- [Work to complete]: In the excerpt about Tate Taylor's interviews, what temperature does Taylor give for the Mississippi weather during the shoot?

- [Page excerpt]:
Instead the inteviewer listens for a bit, then decides to dwell on Kathryn Stockett’s book and movie, which ironically has a premise of giving a “Voice” to rarely heard African American domestics. And Davis essentially gets shut down when she’s trying to use her “voice.”
There are a few other weird (no, more like creepy) moments in the interview, like at the very end Tate Taylor states:
“Every time I start to write a screenplay, I keep making the characters female. They just have so much more going on with the female characters . . . They’re just infinitely more interesting to me. Every time I write a character I’m like oh, here come the breasts . . .”
Link: Atlanta Mom’s on The Move http://www.youtube.com/watch?v=shc0mdT-0Cc
Listen, the audio wasn’t very good but I replayed it several times, and I could have sworn he said “breasts” but if I’m mistaken, please leave a message in the comments section. This is the same director/screenwriter that Emma Stone said requested and collected the menstrual cycles of his female stars.
“Emma said you kept a calendar of everyone’s hormonal states?
TT: Oh, yeah. Yeah, varying menstrual cycles and 110-degree weather in Mississippi could have been a time bomb, but it was not.”
The link to the interview referencing the menstrual cycles can be found here
You know, in the real world Taylor would be brought up before Human Resources for pulling something like that. And yet, somehow people are supposed to believe he could avoid stereotyping blacks just as well as he handles dealing with females (eye-roll).
And Taylor again mentions working on the screenplay prior to the book getting published:
“The greatest gift that could have ever happened was I got the rights when Kathryn had nothing. She had been turned down by her 60th person. So when I got the rights I thought I was adapting my friend’s un-publishable manuscript. So I went out and wrote it free of Hollywood or anybody saying this has to be in there, and this has to be in there and I just wrote it as a tribute of my friend’s book and making her happy and to Carol Lee and Demetrie and the women that I all knew. So no offense to the readers I just didn’t worry about it. Cause if I kept true to the book and told the truth that hopefully it would work out.”
Link: Atlanta Mom’s on The Move http://www.youtube.com/watch?v=shc0mdT-0Cc
Yes, he kept true to a book that hadn’t been professionally edited yet. A book that he wouldn’t have known what the editor(s) wanted to omit or alter. But somehow he just knew, though other interviews have him stating he didn’t speak to Kathryn Stockett on the changes in the novel during all that time. Uh, yeah.
But I digress.
Back to Viola’s quote “When you play a maid where a white woman has written a story and a white man is directing it, so there is no way that it’s gonna be. . . I’m essentially playing a Mammy.”
It’s difficult to know whether Davis was being sarcastic without viewing the video attached to this piece. But this is the second quote that I’ve read where the author mentions she’s playing a Mammy. Yet she strikes me as conflicted when she states:
“So this was a chance for me to actually really develop a character, to be a part of it. And characters who are fully explored beyond taking care of babies and cooking in the kitchen. And they’re real roles for black women.”
But see, taking care of Mae Mobley and that big baby Skeeter, and joking with Minny in the kitchen are what take up most of Aibileen’s time. She has no true backstory, not like the other actress who shares co-lead screen time with her, Emma Stone.

- [Collected data]:
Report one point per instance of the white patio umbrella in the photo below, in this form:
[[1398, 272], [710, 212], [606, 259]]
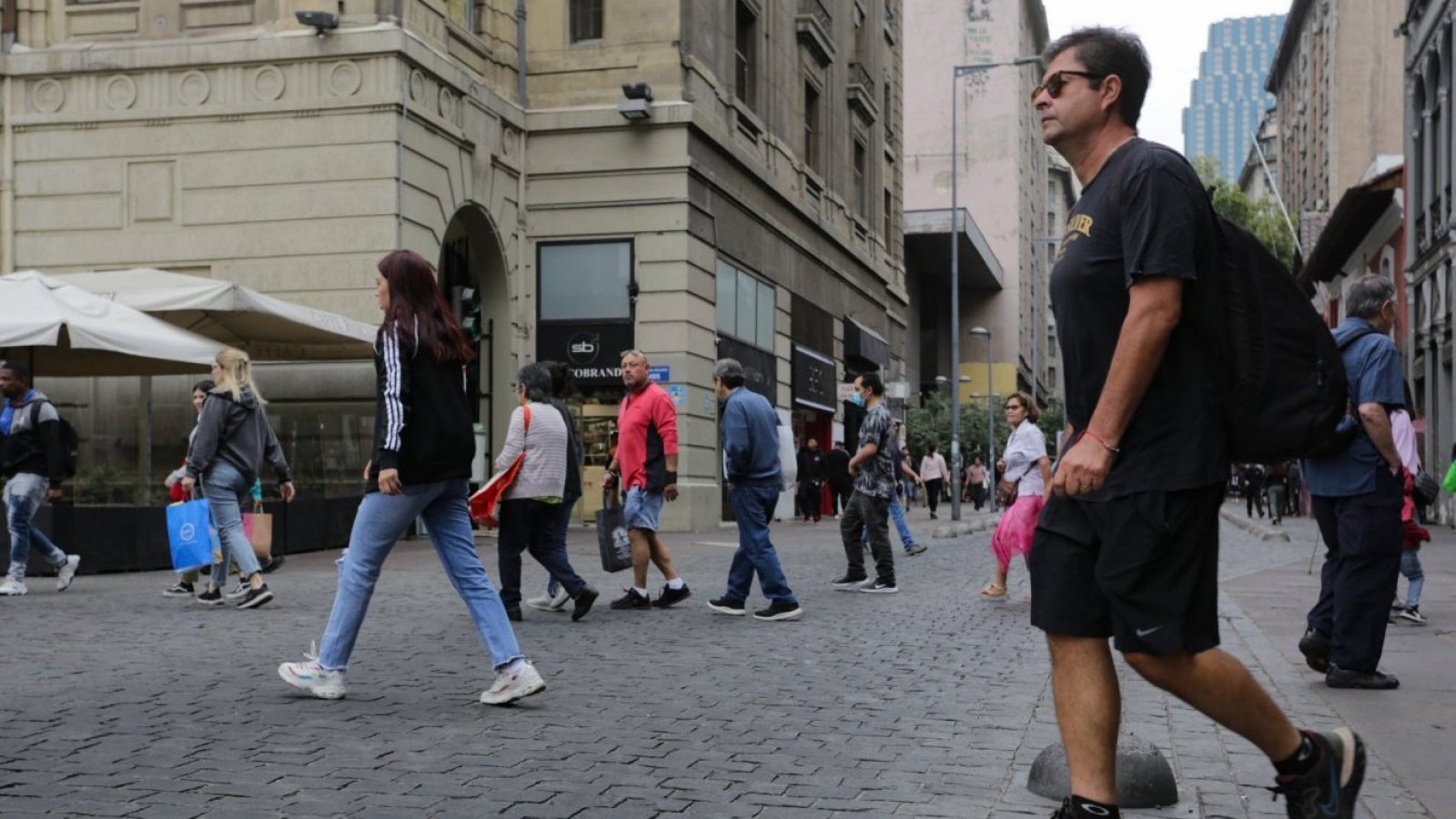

- [Written response]: 110 degrees.